Aim of the task => Reproduce the lines below as a numbered list, leaving out any blank lines.

** BEGIN **

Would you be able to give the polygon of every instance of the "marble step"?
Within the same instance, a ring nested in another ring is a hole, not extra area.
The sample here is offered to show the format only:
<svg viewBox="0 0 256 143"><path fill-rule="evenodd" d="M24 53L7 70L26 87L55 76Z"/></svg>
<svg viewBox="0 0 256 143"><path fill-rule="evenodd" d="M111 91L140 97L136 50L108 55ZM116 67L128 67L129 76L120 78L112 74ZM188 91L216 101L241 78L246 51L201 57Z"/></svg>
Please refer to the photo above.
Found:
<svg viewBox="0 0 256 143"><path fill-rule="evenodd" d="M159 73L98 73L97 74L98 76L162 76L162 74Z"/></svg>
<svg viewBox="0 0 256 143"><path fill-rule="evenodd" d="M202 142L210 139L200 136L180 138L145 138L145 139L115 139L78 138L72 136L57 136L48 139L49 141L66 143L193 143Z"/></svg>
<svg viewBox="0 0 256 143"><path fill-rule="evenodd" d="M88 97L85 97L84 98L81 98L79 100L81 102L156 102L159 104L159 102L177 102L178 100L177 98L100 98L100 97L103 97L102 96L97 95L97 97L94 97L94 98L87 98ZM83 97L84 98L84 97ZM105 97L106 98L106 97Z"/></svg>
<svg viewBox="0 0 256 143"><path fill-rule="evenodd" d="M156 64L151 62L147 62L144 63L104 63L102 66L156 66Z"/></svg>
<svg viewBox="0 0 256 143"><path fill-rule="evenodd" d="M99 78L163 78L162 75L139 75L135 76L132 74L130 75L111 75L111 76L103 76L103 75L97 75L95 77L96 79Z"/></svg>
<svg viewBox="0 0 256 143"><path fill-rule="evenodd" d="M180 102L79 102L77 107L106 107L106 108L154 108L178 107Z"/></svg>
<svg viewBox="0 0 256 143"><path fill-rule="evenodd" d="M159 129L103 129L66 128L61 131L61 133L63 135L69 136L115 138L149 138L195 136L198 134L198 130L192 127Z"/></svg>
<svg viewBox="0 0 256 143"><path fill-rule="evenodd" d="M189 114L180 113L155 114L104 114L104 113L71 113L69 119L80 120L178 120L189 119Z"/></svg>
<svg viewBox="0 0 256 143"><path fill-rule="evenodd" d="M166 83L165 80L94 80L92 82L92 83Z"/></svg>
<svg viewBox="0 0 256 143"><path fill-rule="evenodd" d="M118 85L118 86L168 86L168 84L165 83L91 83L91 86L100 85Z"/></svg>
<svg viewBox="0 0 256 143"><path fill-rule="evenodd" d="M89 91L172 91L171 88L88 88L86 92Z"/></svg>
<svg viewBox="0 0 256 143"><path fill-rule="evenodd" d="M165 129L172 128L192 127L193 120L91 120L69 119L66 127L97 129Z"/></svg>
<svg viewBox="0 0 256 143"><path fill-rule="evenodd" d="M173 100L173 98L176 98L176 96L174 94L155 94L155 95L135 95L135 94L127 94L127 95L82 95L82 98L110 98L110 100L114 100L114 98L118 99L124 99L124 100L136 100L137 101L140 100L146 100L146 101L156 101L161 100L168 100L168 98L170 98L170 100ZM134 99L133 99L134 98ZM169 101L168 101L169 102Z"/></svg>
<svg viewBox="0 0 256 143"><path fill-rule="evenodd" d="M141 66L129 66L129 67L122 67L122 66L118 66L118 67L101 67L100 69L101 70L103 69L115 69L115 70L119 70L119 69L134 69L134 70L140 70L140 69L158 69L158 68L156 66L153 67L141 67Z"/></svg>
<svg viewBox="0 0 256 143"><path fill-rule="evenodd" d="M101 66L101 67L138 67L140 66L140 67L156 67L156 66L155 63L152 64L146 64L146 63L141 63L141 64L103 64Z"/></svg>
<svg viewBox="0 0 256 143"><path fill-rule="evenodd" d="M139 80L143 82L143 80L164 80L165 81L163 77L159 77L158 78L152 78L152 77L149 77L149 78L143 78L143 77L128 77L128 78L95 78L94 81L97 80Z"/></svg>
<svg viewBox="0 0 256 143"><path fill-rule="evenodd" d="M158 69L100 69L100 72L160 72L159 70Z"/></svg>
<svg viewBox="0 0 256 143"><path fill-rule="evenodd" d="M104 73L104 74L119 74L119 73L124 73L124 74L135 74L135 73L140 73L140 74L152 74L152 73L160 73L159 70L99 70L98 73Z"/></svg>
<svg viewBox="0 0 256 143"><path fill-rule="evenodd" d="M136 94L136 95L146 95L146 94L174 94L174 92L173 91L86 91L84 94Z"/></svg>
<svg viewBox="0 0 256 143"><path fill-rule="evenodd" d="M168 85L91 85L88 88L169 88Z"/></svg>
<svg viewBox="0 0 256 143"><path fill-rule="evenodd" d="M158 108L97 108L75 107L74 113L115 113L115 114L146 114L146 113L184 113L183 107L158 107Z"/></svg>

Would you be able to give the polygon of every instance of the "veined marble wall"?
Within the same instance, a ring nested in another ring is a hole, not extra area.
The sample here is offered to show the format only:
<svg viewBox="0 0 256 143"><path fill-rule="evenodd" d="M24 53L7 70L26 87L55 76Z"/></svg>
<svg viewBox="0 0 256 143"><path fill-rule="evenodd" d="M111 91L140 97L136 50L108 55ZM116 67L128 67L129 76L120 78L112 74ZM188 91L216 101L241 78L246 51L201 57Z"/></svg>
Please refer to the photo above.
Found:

** END **

Answer to the exercise =>
1. Would you be able to give the polygon of every instance of the "marble step"?
2. Within the same instance, a ring nested in another ring is a hole, not extra area.
3. The sample here is offered to show the format only:
4. <svg viewBox="0 0 256 143"><path fill-rule="evenodd" d="M24 53L7 70L26 87L55 76Z"/></svg>
5. <svg viewBox="0 0 256 143"><path fill-rule="evenodd" d="M111 91L140 97L136 50L108 55ZM116 67L128 67L129 76L120 78L112 74ZM188 91L216 101L241 78L246 51L201 57Z"/></svg>
6. Please refer to the photo above.
7. Found:
8. <svg viewBox="0 0 256 143"><path fill-rule="evenodd" d="M159 73L98 73L97 74L98 76L162 76L162 74Z"/></svg>
9. <svg viewBox="0 0 256 143"><path fill-rule="evenodd" d="M202 142L210 139L200 136L180 138L145 138L145 139L115 139L78 138L72 136L57 136L48 139L49 141L66 143L193 143Z"/></svg>
10. <svg viewBox="0 0 256 143"><path fill-rule="evenodd" d="M88 97L85 97L84 98L81 98L79 100L81 102L156 102L159 104L159 102L177 102L178 100L177 98L100 98L100 97L103 97L102 96L97 95L97 97L94 97L94 98L87 98ZM83 97L84 98L84 97ZM105 97L106 98L106 97Z"/></svg>
11. <svg viewBox="0 0 256 143"><path fill-rule="evenodd" d="M156 64L151 62L147 62L144 63L104 63L102 66L156 66Z"/></svg>
12. <svg viewBox="0 0 256 143"><path fill-rule="evenodd" d="M99 78L163 78L162 75L139 75L135 76L132 74L130 75L111 75L111 76L103 76L103 75L97 75L95 77L96 79Z"/></svg>
13. <svg viewBox="0 0 256 143"><path fill-rule="evenodd" d="M180 102L79 102L77 107L106 107L106 108L154 108L178 107Z"/></svg>
14. <svg viewBox="0 0 256 143"><path fill-rule="evenodd" d="M159 129L103 129L66 128L61 131L61 133L63 135L69 136L115 138L149 138L195 136L198 134L198 130L192 127Z"/></svg>
15. <svg viewBox="0 0 256 143"><path fill-rule="evenodd" d="M189 114L180 113L155 114L104 114L104 113L71 113L69 119L80 120L178 120L189 119Z"/></svg>
16. <svg viewBox="0 0 256 143"><path fill-rule="evenodd" d="M166 83L165 80L94 80L92 82L92 83Z"/></svg>
17. <svg viewBox="0 0 256 143"><path fill-rule="evenodd" d="M118 85L118 86L168 86L168 84L165 83L91 83L91 86L100 85Z"/></svg>
18. <svg viewBox="0 0 256 143"><path fill-rule="evenodd" d="M89 91L172 91L171 88L88 88L86 92Z"/></svg>
19. <svg viewBox="0 0 256 143"><path fill-rule="evenodd" d="M165 129L172 128L192 127L193 120L91 120L69 119L66 127L97 129Z"/></svg>
20. <svg viewBox="0 0 256 143"><path fill-rule="evenodd" d="M173 100L173 98L176 98L176 96L174 94L155 94L155 95L135 95L135 94L127 94L127 95L82 95L82 98L110 98L110 100L114 100L114 98L118 99L124 99L124 100L136 100L137 101L140 100L146 100L146 101L156 101L161 100L168 100L168 98L170 98L170 100ZM134 99L133 99L134 98ZM169 101L168 101L169 102Z"/></svg>
21. <svg viewBox="0 0 256 143"><path fill-rule="evenodd" d="M141 66L129 66L129 67L122 67L122 66L118 66L118 67L101 67L100 69L101 70L103 69L115 69L115 70L119 70L119 69L134 69L134 70L140 70L140 69L158 69L158 68L156 66L153 67L141 67Z"/></svg>
22. <svg viewBox="0 0 256 143"><path fill-rule="evenodd" d="M101 66L101 67L138 67L140 66L140 67L156 67L156 66L155 63L152 64L146 64L146 63L141 63L141 64L103 64Z"/></svg>
23. <svg viewBox="0 0 256 143"><path fill-rule="evenodd" d="M139 80L143 82L143 80L164 80L165 81L163 77L159 77L158 78L152 78L152 77L149 77L149 78L143 78L143 77L128 77L128 78L95 78L94 81L97 80Z"/></svg>
24. <svg viewBox="0 0 256 143"><path fill-rule="evenodd" d="M158 69L100 69L100 72L160 72L159 70Z"/></svg>
25. <svg viewBox="0 0 256 143"><path fill-rule="evenodd" d="M104 73L104 74L119 74L119 73L124 73L124 74L135 74L135 73L140 73L140 74L152 74L152 73L160 73L159 70L99 70L98 73Z"/></svg>
26. <svg viewBox="0 0 256 143"><path fill-rule="evenodd" d="M136 94L136 95L146 95L146 94L174 94L174 92L173 91L86 91L84 94Z"/></svg>
27. <svg viewBox="0 0 256 143"><path fill-rule="evenodd" d="M168 85L91 85L88 88L169 88Z"/></svg>
28. <svg viewBox="0 0 256 143"><path fill-rule="evenodd" d="M158 108L97 108L75 107L74 113L115 113L115 114L146 114L146 113L184 113L183 107L158 107Z"/></svg>
29. Would you be able to give the polygon of every instance of the "veined marble wall"?
30. Within the same instance, a ring nested in another ring is a hole, not extra area.
31. The sample here is offered to show the format only:
32. <svg viewBox="0 0 256 143"><path fill-rule="evenodd" d="M24 53L7 70L26 87L55 76Z"/></svg>
33. <svg viewBox="0 0 256 143"><path fill-rule="evenodd" d="M111 91L140 97L136 50L108 55ZM116 67L128 67L129 76L120 78L112 74ZM188 91L216 101L241 78L246 51L201 57Z"/></svg>
34. Please refer to the photo above.
35. Found:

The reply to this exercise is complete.